### Source text

Why Automated Response

The average time to detect a breach is 207 days. The average time to contain it is 73 days. Automated response changes those numbers dramatically.

A compromised EC2 instance running crypto mining software can cost thousands of dollars per day. A leaked IAM key can be exploited within minutes of being discovered (attackers scan GitHub for leaked keys in near real-time). A publicly exposed S3 bucket with PII is a data breach that must be reported to regulators within 72 hours under GDPR.

This platform responds to all three scenarios in seconds:

  • Compromised EC2: GuardDuty fires → EventBridge routes → Lambda attaches quarantine security group (zero egress/ingress) and creates forensic EBS snapshots → all within 30 seconds of detection
  • Leaked IAM key: GuardDuty fires → EventBridge routes → Lambda disables the access key and attaches explicit-deny policy → credential is useless within 30 seconds
  • Public S3 bucket: Macie fires → EventBridge routes → Lambda enables block-public-access, KMS encryption, versioning, and access logging → remediated within 60 seconds

Every action is logged to a DynamoDB audit table with TTL=90 days, and every response function has a Lambda Dead Letter Queue (DLQ) so failed remediations are not silently dropped.

######
### Given records

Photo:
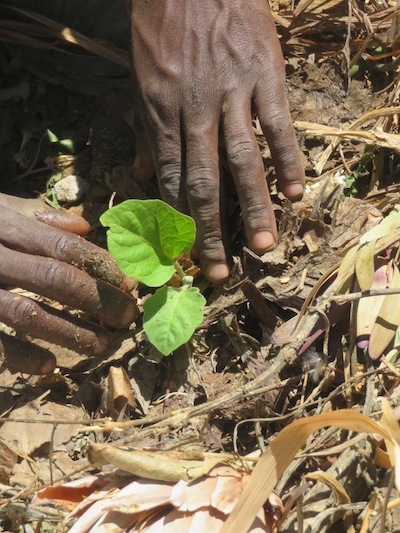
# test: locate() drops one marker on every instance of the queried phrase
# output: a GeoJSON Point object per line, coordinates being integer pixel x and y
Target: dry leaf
{"type": "Point", "coordinates": [387, 321]}
{"type": "Point", "coordinates": [369, 307]}
{"type": "Point", "coordinates": [119, 393]}
{"type": "Point", "coordinates": [279, 455]}
{"type": "Point", "coordinates": [147, 506]}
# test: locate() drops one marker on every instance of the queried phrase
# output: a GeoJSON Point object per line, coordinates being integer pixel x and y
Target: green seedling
{"type": "Point", "coordinates": [146, 237]}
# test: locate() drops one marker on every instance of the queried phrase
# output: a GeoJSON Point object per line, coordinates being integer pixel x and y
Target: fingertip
{"type": "Point", "coordinates": [262, 241]}
{"type": "Point", "coordinates": [217, 272]}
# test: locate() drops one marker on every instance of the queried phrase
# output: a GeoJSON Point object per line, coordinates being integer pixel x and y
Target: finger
{"type": "Point", "coordinates": [68, 285]}
{"type": "Point", "coordinates": [21, 356]}
{"type": "Point", "coordinates": [43, 322]}
{"type": "Point", "coordinates": [39, 210]}
{"type": "Point", "coordinates": [273, 113]}
{"type": "Point", "coordinates": [33, 237]}
{"type": "Point", "coordinates": [143, 167]}
{"type": "Point", "coordinates": [247, 169]}
{"type": "Point", "coordinates": [203, 189]}
{"type": "Point", "coordinates": [164, 130]}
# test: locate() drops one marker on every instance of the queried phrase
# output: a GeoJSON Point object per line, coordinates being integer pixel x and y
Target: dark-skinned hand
{"type": "Point", "coordinates": [200, 69]}
{"type": "Point", "coordinates": [41, 251]}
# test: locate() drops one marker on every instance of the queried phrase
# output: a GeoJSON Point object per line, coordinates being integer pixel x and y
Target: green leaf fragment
{"type": "Point", "coordinates": [146, 237]}
{"type": "Point", "coordinates": [171, 316]}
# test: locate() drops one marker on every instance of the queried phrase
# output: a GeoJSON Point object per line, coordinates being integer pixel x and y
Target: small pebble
{"type": "Point", "coordinates": [71, 189]}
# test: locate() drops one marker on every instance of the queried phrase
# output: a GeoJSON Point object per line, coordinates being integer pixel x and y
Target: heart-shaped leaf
{"type": "Point", "coordinates": [146, 237]}
{"type": "Point", "coordinates": [171, 316]}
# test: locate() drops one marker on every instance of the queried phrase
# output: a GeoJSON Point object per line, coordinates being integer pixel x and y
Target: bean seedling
{"type": "Point", "coordinates": [146, 237]}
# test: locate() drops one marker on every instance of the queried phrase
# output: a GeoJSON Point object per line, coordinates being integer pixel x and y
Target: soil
{"type": "Point", "coordinates": [233, 387]}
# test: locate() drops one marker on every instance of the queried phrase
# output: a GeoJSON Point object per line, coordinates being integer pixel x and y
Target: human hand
{"type": "Point", "coordinates": [200, 68]}
{"type": "Point", "coordinates": [47, 260]}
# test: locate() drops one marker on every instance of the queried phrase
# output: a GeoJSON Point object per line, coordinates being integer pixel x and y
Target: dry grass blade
{"type": "Point", "coordinates": [315, 6]}
{"type": "Point", "coordinates": [378, 138]}
{"type": "Point", "coordinates": [279, 455]}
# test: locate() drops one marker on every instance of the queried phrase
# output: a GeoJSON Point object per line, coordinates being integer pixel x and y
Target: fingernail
{"type": "Point", "coordinates": [294, 191]}
{"type": "Point", "coordinates": [262, 241]}
{"type": "Point", "coordinates": [217, 272]}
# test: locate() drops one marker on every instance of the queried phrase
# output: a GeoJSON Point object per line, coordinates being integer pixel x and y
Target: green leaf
{"type": "Point", "coordinates": [68, 144]}
{"type": "Point", "coordinates": [52, 136]}
{"type": "Point", "coordinates": [146, 237]}
{"type": "Point", "coordinates": [171, 316]}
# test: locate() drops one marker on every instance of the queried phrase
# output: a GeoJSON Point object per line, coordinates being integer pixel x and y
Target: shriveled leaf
{"type": "Point", "coordinates": [171, 316]}
{"type": "Point", "coordinates": [146, 236]}
{"type": "Point", "coordinates": [279, 455]}
{"type": "Point", "coordinates": [388, 320]}
{"type": "Point", "coordinates": [365, 265]}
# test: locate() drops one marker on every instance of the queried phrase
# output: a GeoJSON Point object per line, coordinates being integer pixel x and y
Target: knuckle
{"type": "Point", "coordinates": [279, 125]}
{"type": "Point", "coordinates": [170, 179]}
{"type": "Point", "coordinates": [55, 276]}
{"type": "Point", "coordinates": [21, 311]}
{"type": "Point", "coordinates": [202, 188]}
{"type": "Point", "coordinates": [211, 245]}
{"type": "Point", "coordinates": [242, 153]}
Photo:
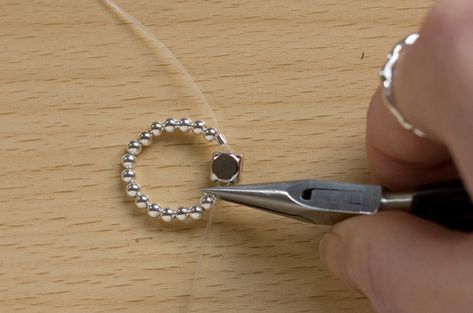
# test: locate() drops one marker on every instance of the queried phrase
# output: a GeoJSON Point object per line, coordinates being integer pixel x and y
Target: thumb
{"type": "Point", "coordinates": [403, 264]}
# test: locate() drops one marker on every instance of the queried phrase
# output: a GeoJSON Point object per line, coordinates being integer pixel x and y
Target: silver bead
{"type": "Point", "coordinates": [170, 125]}
{"type": "Point", "coordinates": [132, 189]}
{"type": "Point", "coordinates": [196, 213]}
{"type": "Point", "coordinates": [134, 147]}
{"type": "Point", "coordinates": [153, 210]}
{"type": "Point", "coordinates": [207, 201]}
{"type": "Point", "coordinates": [210, 134]}
{"type": "Point", "coordinates": [156, 128]}
{"type": "Point", "coordinates": [128, 175]}
{"type": "Point", "coordinates": [142, 201]}
{"type": "Point", "coordinates": [129, 160]}
{"type": "Point", "coordinates": [198, 127]}
{"type": "Point", "coordinates": [182, 214]}
{"type": "Point", "coordinates": [185, 124]}
{"type": "Point", "coordinates": [145, 138]}
{"type": "Point", "coordinates": [167, 215]}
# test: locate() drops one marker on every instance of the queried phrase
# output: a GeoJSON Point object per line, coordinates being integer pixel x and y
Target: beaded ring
{"type": "Point", "coordinates": [225, 168]}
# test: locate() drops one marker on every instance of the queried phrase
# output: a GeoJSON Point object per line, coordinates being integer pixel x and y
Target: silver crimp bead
{"type": "Point", "coordinates": [129, 160]}
{"type": "Point", "coordinates": [134, 147]}
{"type": "Point", "coordinates": [182, 214]}
{"type": "Point", "coordinates": [207, 201]}
{"type": "Point", "coordinates": [145, 138]}
{"type": "Point", "coordinates": [153, 210]}
{"type": "Point", "coordinates": [170, 125]}
{"type": "Point", "coordinates": [133, 189]}
{"type": "Point", "coordinates": [185, 124]}
{"type": "Point", "coordinates": [167, 215]}
{"type": "Point", "coordinates": [128, 175]}
{"type": "Point", "coordinates": [210, 134]}
{"type": "Point", "coordinates": [196, 213]}
{"type": "Point", "coordinates": [142, 201]}
{"type": "Point", "coordinates": [156, 128]}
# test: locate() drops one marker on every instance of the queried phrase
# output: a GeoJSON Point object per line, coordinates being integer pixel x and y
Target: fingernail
{"type": "Point", "coordinates": [322, 248]}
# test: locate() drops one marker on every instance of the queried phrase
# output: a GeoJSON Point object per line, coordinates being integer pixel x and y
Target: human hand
{"type": "Point", "coordinates": [404, 264]}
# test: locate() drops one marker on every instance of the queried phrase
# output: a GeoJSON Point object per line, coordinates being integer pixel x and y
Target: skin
{"type": "Point", "coordinates": [404, 264]}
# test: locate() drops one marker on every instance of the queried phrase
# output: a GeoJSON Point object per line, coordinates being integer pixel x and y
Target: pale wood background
{"type": "Point", "coordinates": [289, 82]}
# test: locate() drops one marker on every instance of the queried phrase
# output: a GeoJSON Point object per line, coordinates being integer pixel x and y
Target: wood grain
{"type": "Point", "coordinates": [289, 83]}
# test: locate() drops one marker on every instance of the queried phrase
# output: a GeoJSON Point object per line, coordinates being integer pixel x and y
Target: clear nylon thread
{"type": "Point", "coordinates": [155, 39]}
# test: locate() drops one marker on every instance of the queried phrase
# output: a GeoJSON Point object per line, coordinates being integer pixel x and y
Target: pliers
{"type": "Point", "coordinates": [326, 203]}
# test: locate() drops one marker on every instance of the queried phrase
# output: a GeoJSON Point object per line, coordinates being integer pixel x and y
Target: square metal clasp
{"type": "Point", "coordinates": [226, 167]}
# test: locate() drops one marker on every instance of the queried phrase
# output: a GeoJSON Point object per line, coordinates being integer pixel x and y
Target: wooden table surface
{"type": "Point", "coordinates": [289, 82]}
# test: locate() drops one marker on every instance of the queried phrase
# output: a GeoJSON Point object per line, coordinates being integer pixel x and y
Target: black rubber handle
{"type": "Point", "coordinates": [448, 204]}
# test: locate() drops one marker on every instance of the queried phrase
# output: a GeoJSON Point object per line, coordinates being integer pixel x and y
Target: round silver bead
{"type": "Point", "coordinates": [153, 210]}
{"type": "Point", "coordinates": [145, 138]}
{"type": "Point", "coordinates": [182, 214]}
{"type": "Point", "coordinates": [167, 215]}
{"type": "Point", "coordinates": [185, 124]}
{"type": "Point", "coordinates": [142, 201]}
{"type": "Point", "coordinates": [132, 189]}
{"type": "Point", "coordinates": [156, 128]}
{"type": "Point", "coordinates": [129, 160]}
{"type": "Point", "coordinates": [207, 201]}
{"type": "Point", "coordinates": [196, 213]}
{"type": "Point", "coordinates": [170, 125]}
{"type": "Point", "coordinates": [198, 127]}
{"type": "Point", "coordinates": [210, 134]}
{"type": "Point", "coordinates": [134, 147]}
{"type": "Point", "coordinates": [128, 175]}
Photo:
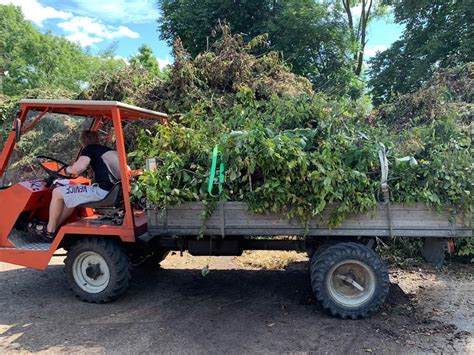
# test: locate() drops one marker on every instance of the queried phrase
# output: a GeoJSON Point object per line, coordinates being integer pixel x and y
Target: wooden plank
{"type": "Point", "coordinates": [407, 220]}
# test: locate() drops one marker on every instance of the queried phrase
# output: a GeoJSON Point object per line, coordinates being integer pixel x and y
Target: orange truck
{"type": "Point", "coordinates": [104, 239]}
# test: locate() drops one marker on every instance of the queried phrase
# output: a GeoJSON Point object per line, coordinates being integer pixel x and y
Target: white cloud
{"type": "Point", "coordinates": [372, 50]}
{"type": "Point", "coordinates": [36, 12]}
{"type": "Point", "coordinates": [88, 31]}
{"type": "Point", "coordinates": [119, 57]}
{"type": "Point", "coordinates": [162, 63]}
{"type": "Point", "coordinates": [83, 39]}
{"type": "Point", "coordinates": [125, 11]}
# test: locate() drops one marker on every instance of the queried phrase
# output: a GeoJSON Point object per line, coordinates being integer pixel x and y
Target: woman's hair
{"type": "Point", "coordinates": [89, 137]}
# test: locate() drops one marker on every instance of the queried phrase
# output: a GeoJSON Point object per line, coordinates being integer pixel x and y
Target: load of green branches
{"type": "Point", "coordinates": [288, 149]}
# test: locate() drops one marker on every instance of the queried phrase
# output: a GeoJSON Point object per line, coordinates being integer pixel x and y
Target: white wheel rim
{"type": "Point", "coordinates": [351, 283]}
{"type": "Point", "coordinates": [91, 272]}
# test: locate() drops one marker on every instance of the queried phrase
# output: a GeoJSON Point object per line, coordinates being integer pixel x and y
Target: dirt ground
{"type": "Point", "coordinates": [234, 309]}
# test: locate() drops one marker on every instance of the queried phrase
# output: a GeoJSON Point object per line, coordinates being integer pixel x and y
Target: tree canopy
{"type": "Point", "coordinates": [313, 40]}
{"type": "Point", "coordinates": [30, 59]}
{"type": "Point", "coordinates": [438, 34]}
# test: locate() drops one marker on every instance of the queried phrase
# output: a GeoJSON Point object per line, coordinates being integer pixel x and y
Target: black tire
{"type": "Point", "coordinates": [112, 258]}
{"type": "Point", "coordinates": [358, 266]}
{"type": "Point", "coordinates": [153, 261]}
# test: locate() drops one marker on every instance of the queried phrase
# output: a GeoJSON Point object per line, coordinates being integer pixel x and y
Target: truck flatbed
{"type": "Point", "coordinates": [234, 219]}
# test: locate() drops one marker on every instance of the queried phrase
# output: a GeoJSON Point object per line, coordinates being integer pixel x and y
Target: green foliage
{"type": "Point", "coordinates": [145, 59]}
{"type": "Point", "coordinates": [438, 34]}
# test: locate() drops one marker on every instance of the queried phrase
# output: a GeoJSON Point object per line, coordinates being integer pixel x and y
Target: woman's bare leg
{"type": "Point", "coordinates": [55, 209]}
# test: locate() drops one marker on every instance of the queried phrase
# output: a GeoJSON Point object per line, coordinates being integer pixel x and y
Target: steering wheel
{"type": "Point", "coordinates": [41, 159]}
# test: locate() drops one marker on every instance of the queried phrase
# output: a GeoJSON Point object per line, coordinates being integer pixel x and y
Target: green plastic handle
{"type": "Point", "coordinates": [216, 154]}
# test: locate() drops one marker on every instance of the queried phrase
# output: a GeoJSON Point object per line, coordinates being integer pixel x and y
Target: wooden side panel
{"type": "Point", "coordinates": [232, 218]}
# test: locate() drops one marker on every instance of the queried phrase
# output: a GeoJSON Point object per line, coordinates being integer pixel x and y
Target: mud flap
{"type": "Point", "coordinates": [433, 250]}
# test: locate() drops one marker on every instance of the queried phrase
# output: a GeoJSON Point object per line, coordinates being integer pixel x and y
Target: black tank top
{"type": "Point", "coordinates": [102, 176]}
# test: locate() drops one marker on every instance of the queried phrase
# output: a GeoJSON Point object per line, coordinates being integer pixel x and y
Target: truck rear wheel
{"type": "Point", "coordinates": [97, 270]}
{"type": "Point", "coordinates": [349, 280]}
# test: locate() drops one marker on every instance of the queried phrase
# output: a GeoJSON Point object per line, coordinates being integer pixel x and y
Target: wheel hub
{"type": "Point", "coordinates": [351, 283]}
{"type": "Point", "coordinates": [91, 272]}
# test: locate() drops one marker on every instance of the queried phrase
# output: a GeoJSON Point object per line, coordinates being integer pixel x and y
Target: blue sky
{"type": "Point", "coordinates": [127, 24]}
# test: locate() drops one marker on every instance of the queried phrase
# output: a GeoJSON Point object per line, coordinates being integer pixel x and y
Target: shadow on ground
{"type": "Point", "coordinates": [177, 310]}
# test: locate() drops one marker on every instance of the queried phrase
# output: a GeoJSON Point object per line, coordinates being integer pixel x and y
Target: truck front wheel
{"type": "Point", "coordinates": [97, 270]}
{"type": "Point", "coordinates": [349, 280]}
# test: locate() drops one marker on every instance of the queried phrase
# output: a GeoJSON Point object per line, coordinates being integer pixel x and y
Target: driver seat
{"type": "Point", "coordinates": [113, 199]}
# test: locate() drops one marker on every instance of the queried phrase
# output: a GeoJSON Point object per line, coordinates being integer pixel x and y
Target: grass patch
{"type": "Point", "coordinates": [270, 260]}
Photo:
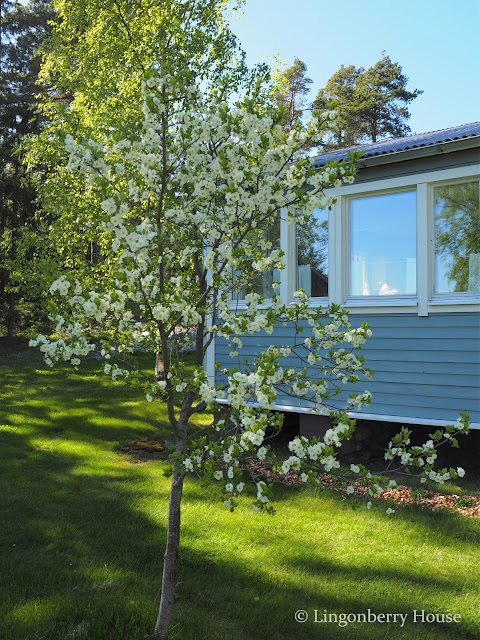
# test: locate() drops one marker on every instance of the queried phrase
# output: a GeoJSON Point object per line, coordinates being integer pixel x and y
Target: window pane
{"type": "Point", "coordinates": [262, 282]}
{"type": "Point", "coordinates": [383, 245]}
{"type": "Point", "coordinates": [312, 255]}
{"type": "Point", "coordinates": [457, 238]}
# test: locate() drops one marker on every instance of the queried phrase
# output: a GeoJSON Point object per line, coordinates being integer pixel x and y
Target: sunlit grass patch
{"type": "Point", "coordinates": [83, 534]}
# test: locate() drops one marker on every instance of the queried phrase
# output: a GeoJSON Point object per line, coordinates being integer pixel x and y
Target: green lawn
{"type": "Point", "coordinates": [83, 530]}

######

Exercise A :: Print the part of the automated response text starting with "This platform responds" and going on through "not silently dropped.".
Exercise B :: According to the automated response text, why does every response function have a Lambda Dead Letter Queue?

Task response A ::
This platform responds to all three scenarios in seconds:

  • Compromised EC2: GuardDuty fires → EventBridge routes → Lambda attaches quarantine security group (zero egress/ingress) and creates forensic EBS snapshots → all within 30 seconds of detection
  • Leaked IAM key: GuardDuty fires → EventBridge routes → Lambda disables the access key and attaches explicit-deny policy → credential is useless within 30 seconds
  • Public S3 bucket: Macie fires → EventBridge routes → Lambda enables block-public-access, KMS encryption, versioning, and access logging → remediated within 60 seconds

Every action is logged to a DynamoDB audit table with TTL=90 days, and every response function has a Lambda Dead Letter Queue (DLQ) so failed remediations are not silently dropped.

Task response B :: Each response function has a Lambda Dead Letter Queue so that failed remediations are not silently dropped.